_Apply what you read_
a) Name the kinds of Main Street businesses that the article below on lender marketplaces lists as often missing out on top-line growth.
b) Carry on the article about lenders bringing credit to small retailers, picking up after its last sentence.
--- Extract ---
Lenders Use Marketplaces to Bring Credit to Small Retailers

For Main Street’s small retailers, offering customers personalized financing options can be what separates a sale from a drive by.

As much as consumers are cautious about what they buy right now, they’re also selective in terms of which credit products they use to finance their purchases.

And not just one or two offers, Ed O’Donnell, CEO of Versatile Credit, told PYMNTS Karen Webster, but a slew of them that have been personalized to suit the consumer and the particular transaction.

“Increasingly, lenders are realizing that small- and medium-sized businesses offer tremendous opportunities,” he said, noting lenders’ traditional bias lending to the “big, sexy names” in retail, including the big-box stores, in their consumer financing efforts.

But now, Versatile Credit has been working in tandem with lenders to offer those solutions for smaller merchants at scale.

While SMBs and entrepreneurs are aware of the advantage that lies in offering financing in-store or online, it can still be tough for them to do so. As a result, the furniture retailers, the fashion boutiques, the salons or automotive shops that line Main Street often wind up missing out on top-line growth.

“Anybody who’s running a business right now is making decisions about the return on investments,” he said.

For the lenders, banks and nontraditional lenders among them, he said, there’s a lot of lifting in trying to manage 10,000 SMBs independently.

“The banks and the lenders, too, are realizing that it’s costly and takes a long time to develop their own technology solutions and bring them to market,” O’Donnell said.
--- The data ---
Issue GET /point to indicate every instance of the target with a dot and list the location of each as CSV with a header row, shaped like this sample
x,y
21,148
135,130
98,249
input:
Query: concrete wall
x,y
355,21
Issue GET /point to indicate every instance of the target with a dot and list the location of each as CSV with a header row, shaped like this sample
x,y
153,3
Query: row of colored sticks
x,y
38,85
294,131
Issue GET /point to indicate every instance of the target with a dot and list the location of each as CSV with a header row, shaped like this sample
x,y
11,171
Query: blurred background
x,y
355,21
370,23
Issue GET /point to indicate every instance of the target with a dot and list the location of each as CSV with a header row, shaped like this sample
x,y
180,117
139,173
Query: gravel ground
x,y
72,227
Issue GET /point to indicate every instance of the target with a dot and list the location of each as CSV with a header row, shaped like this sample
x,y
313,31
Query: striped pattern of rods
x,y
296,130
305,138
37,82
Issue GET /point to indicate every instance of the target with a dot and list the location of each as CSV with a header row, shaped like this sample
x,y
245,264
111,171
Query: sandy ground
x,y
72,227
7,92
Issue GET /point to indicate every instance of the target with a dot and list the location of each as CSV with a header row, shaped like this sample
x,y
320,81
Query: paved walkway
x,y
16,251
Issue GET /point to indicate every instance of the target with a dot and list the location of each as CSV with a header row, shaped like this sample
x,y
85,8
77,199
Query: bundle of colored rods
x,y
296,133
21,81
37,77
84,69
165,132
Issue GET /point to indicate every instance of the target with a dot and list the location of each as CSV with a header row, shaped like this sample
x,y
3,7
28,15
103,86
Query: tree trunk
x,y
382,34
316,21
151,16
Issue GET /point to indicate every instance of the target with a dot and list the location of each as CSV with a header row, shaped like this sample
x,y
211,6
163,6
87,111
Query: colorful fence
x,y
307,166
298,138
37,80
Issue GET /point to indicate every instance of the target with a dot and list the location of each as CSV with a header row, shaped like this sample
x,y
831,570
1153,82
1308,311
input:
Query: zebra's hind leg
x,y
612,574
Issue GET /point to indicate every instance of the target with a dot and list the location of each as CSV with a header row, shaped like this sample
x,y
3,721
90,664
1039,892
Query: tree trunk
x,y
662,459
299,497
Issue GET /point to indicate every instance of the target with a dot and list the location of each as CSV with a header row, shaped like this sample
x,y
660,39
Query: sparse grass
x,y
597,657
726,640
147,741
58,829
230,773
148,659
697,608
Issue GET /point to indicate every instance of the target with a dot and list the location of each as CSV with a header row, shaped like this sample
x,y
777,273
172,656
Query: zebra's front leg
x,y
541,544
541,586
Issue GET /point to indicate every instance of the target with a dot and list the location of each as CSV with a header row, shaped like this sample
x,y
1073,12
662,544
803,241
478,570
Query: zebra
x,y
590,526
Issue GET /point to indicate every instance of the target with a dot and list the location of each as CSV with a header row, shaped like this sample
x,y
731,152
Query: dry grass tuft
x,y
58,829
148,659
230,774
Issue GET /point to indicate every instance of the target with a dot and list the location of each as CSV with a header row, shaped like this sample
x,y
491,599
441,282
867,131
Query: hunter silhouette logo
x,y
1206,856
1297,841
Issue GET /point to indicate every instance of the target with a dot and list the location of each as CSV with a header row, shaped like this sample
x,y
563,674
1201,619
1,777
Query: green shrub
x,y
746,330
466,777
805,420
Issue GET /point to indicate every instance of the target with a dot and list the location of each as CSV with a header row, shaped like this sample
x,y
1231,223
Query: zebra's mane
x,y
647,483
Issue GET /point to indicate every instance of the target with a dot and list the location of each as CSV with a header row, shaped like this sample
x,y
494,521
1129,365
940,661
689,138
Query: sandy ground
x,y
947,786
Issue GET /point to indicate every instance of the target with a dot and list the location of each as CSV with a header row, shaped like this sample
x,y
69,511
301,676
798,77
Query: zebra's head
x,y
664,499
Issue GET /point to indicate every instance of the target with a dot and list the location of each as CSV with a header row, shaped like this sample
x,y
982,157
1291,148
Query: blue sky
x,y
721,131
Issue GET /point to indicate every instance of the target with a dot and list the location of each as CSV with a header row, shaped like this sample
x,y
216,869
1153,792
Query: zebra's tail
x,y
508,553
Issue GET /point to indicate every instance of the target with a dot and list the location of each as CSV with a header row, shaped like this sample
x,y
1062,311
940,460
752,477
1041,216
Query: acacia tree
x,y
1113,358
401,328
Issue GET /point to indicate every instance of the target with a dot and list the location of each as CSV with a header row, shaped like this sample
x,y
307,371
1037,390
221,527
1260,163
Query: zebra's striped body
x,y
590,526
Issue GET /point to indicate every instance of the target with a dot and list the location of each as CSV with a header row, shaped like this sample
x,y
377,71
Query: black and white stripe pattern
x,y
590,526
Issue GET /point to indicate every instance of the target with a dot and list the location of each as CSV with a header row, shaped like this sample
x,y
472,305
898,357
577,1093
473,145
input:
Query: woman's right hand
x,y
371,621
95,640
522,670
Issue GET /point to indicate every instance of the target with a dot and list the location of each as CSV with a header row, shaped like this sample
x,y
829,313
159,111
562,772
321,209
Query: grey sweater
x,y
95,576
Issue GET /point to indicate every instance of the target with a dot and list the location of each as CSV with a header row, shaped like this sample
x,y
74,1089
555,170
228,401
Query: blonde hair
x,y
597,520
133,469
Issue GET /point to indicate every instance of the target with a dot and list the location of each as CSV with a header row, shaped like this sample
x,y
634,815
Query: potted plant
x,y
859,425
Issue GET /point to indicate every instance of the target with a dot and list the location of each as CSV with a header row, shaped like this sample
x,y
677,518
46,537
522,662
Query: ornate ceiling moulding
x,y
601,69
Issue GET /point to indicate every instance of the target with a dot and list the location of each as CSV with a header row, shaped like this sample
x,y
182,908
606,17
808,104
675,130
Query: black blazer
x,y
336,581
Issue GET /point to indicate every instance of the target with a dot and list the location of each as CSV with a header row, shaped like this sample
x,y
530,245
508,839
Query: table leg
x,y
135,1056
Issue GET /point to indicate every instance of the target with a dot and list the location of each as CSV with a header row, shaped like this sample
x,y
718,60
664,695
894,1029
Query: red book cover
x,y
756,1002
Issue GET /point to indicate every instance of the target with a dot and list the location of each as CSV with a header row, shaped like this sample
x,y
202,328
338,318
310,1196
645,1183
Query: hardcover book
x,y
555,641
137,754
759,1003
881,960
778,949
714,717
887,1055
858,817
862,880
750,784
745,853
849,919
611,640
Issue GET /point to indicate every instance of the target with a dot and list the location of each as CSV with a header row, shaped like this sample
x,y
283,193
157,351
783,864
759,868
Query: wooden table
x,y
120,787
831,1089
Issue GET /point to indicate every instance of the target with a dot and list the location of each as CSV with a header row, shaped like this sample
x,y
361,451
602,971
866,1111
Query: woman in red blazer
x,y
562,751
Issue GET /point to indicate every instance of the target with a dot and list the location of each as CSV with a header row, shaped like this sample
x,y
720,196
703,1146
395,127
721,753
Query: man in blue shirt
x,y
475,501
---
_Answers to the exercise_
a) furniture retailers, fashion boutiques, salons, automotive shops

b)
But as he said, through the platform approach that brings those retailers and lenders together, merchants can offer shoppers customized options through a consortium of lenders. In terms of mechanics, Versatile Credit partners with over 30 prime, near-prime and no-credit-needed providers to deliver financing to shoppers across the FICO spectrum.

By way of example, he pointed to the development and launch of TD Complete, a multi-lender waterfall application and sale processing platform hosted by Versatile Credit. The solution allows retailers to instantly approve more customers by providing real-time access to financing options from multiple lenders.

The platform streamlines authorization, sales and settlement for all lenders within the platform through a single point of access (rather than having to grapple with multiple platforms). For the retailers, there’s the benefit of having a multi-lender, integrated financing solution that in turn can help capture more sales.

The optimal approach leverages a “cascading” process, one in which a customer’s application begins with prime lenders offering promotional financing. Should that application be denied by this group, the application “cascades” to near-prime lenders. Another rejection cascades the application to sub-prime and, eventually, no-credit-required lenders often offering rent-to-own options.

“The technical lift becomes lighter for the lenders and for the merchants and quickly gives them lending products to take to the consumers,” he said.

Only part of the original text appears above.